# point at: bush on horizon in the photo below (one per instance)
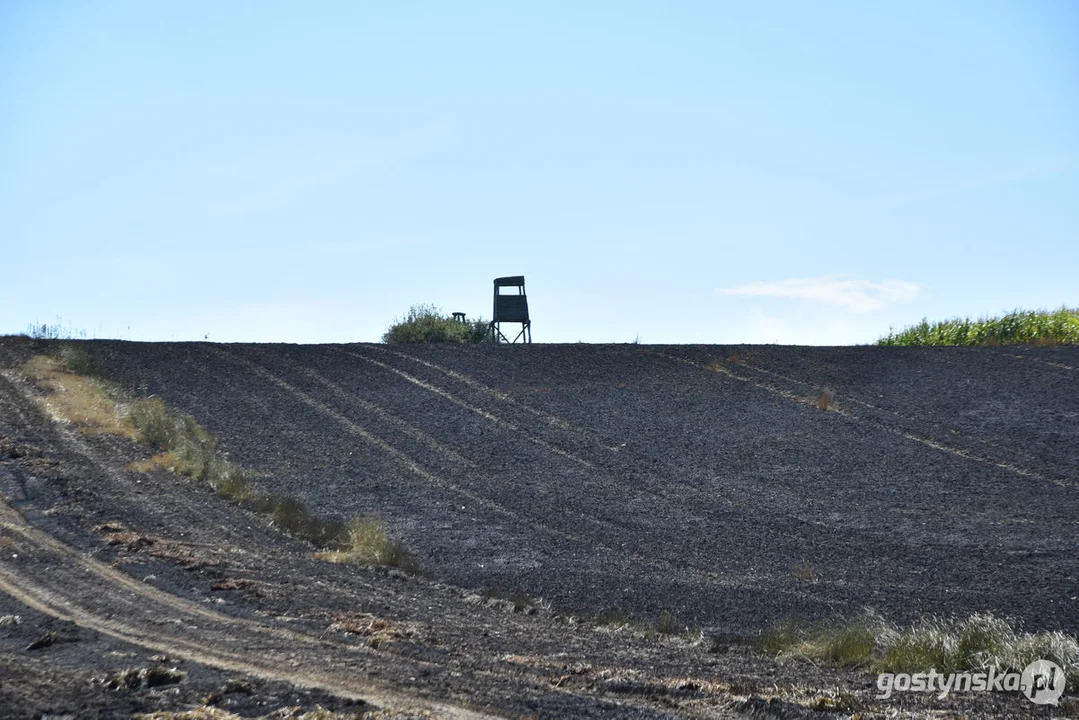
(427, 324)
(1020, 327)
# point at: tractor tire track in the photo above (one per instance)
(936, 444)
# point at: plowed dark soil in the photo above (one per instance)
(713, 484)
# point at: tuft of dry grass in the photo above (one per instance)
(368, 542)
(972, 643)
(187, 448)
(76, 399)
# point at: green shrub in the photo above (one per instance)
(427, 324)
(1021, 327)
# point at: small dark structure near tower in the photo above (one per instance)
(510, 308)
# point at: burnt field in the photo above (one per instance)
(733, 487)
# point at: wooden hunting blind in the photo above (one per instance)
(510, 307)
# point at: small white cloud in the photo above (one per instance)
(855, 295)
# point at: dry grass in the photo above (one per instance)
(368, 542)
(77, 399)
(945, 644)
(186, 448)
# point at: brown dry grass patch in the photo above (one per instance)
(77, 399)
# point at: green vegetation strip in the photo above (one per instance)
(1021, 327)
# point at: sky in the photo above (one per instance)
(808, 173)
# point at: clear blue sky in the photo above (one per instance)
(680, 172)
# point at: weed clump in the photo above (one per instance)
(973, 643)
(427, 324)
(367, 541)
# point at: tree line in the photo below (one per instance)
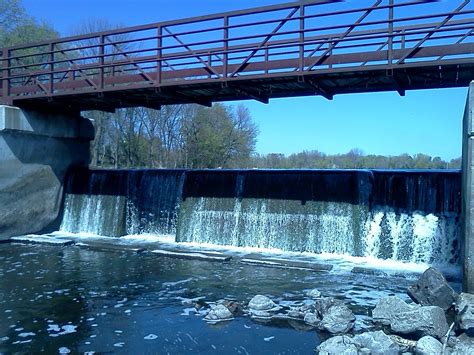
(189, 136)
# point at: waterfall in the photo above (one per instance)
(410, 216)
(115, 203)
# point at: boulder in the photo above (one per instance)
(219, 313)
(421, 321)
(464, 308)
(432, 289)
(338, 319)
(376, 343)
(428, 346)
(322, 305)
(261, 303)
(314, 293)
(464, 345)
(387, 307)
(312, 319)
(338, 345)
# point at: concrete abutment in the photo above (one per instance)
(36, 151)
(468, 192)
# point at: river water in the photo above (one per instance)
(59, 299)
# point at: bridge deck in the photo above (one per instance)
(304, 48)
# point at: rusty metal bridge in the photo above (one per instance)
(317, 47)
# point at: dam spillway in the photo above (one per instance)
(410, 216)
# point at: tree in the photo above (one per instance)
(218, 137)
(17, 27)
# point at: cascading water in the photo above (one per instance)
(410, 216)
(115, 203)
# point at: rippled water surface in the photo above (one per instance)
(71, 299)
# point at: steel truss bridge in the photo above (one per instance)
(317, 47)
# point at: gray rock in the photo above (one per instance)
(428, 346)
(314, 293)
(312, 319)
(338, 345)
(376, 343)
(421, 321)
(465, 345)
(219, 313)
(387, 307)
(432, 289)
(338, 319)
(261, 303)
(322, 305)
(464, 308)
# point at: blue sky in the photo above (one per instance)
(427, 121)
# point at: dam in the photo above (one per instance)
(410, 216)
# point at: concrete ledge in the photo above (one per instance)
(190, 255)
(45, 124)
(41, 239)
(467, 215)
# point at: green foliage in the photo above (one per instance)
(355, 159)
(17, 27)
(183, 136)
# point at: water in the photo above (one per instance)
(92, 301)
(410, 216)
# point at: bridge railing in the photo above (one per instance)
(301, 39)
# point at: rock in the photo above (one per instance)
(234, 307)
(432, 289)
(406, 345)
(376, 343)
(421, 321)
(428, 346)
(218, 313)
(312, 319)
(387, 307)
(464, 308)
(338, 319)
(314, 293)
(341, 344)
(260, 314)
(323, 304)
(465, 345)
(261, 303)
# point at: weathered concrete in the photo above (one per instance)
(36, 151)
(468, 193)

→ Exercise goal
Your answer must be the line holding "# point at: dam in" plus every later line to the end of the records, copied exactly.

→ Task solution
# point at: dam in the photo above (one per instance)
(410, 216)
# point at: concrete ledge in the photo above (one per instance)
(190, 255)
(45, 124)
(41, 239)
(467, 215)
# point at: green foliage in the photo above (one per instance)
(355, 159)
(17, 27)
(183, 136)
# point at: water in the photo above (one per instance)
(92, 301)
(410, 216)
# point at: bridge railing in the photo above (one per instance)
(301, 39)
# point at: rock in the photo above (one per instance)
(234, 307)
(432, 289)
(406, 345)
(376, 343)
(421, 321)
(428, 346)
(218, 313)
(312, 319)
(387, 307)
(464, 308)
(338, 319)
(314, 293)
(341, 344)
(260, 314)
(323, 304)
(465, 345)
(261, 303)
# point at: weathered concrete in the photo above (one per instance)
(36, 151)
(468, 193)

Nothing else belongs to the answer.